Task instructions: Rewrite the passage of the interview excerpt starting at "JM: You know" and ending at "time we have.", replacing "exhaustion" with "fatigue".

Extract:
::::::::
I’m not really worried. My real sense is that it’s going to take a couple years to establish myself apart from Spike. In a weird way, people don’t really know me as an actor, They know Spike and they love Spike but at the same time, they know that isn’t me so they don’t really think of James Marsters in a role unless it’s a drug addict or a rock star. I think it will take about a year in some supporting roles and some guest appearances to introduce myself to people and at that point, I’ll be really castable. So, that’s my game plan. JM (Text)


On camera - 'Buffy'

Q: What’s it like being on the set?
JM: You know we worked twelve to twenty hours, five days a week. We begin on 4 am on Monday morning and we get out about 5am Saturday morning, which we call Friday night. You know it’s really fun but at the same time there is this quality of exhaustion that is behind everything. My memory of doing the show is a little hazy, frankly. Most of the time I feel like I’m stumbling around and as soon as we get the lines right, we move on and I’m always amazed by how good it looks. I read the scripts and I get these grand ideas on all this stuff I want to do and then the crush of television happens and it’s just about trying to get these scenes filmed in the time we have.
::::::::
Stored dataset items:
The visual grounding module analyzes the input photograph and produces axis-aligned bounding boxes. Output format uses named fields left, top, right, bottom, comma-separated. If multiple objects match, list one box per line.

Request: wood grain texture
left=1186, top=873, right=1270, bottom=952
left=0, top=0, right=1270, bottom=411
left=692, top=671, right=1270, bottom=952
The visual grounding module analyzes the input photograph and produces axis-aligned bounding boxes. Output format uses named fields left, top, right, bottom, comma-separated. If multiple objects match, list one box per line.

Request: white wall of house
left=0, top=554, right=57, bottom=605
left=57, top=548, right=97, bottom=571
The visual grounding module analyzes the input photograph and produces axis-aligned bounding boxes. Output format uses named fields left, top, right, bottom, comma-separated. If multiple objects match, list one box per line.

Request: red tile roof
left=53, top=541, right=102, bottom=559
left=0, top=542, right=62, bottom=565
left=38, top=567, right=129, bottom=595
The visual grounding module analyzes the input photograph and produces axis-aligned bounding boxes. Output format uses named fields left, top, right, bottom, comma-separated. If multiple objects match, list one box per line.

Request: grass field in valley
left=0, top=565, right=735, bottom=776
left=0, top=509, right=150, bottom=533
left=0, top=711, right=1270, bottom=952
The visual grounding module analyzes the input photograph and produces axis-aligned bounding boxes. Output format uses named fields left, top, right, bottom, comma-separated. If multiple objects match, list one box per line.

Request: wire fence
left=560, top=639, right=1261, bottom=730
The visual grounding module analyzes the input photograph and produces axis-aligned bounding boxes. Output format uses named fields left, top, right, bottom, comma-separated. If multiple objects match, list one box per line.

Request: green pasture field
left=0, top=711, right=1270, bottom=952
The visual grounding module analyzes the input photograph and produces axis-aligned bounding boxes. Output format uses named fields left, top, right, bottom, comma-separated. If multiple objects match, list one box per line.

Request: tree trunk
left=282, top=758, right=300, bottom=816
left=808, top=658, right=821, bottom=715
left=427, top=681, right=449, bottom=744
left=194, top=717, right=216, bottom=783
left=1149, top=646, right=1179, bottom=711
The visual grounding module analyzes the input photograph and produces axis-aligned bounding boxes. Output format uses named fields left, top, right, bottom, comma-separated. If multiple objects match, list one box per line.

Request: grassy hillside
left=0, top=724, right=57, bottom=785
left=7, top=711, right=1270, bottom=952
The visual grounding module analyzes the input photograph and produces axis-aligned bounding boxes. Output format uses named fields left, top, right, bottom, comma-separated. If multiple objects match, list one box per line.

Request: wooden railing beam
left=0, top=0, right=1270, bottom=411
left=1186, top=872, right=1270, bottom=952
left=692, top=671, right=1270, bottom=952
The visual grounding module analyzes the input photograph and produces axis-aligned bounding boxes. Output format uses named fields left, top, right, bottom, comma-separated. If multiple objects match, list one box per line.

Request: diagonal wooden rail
::::::::
Solution for this task:
JM: You know we worked twelve to twenty hours, five days a week. We begin on 4 am on Monday morning and we get out about 5am Saturday morning, which we call Friday night. You know it’s really fun but at the same time there is this quality of fatigue that is behind everything. My memory of doing the show is a little hazy, frankly. Most of the time I feel like I’m stumbling around and as soon as we get the lines right, we move on and I’m always amazed by how good it looks. I read the scripts and I get these grand ideas on all this stuff I want to do and then the crush of television happens and it’s just about trying to get these scenes filmed in the time we have.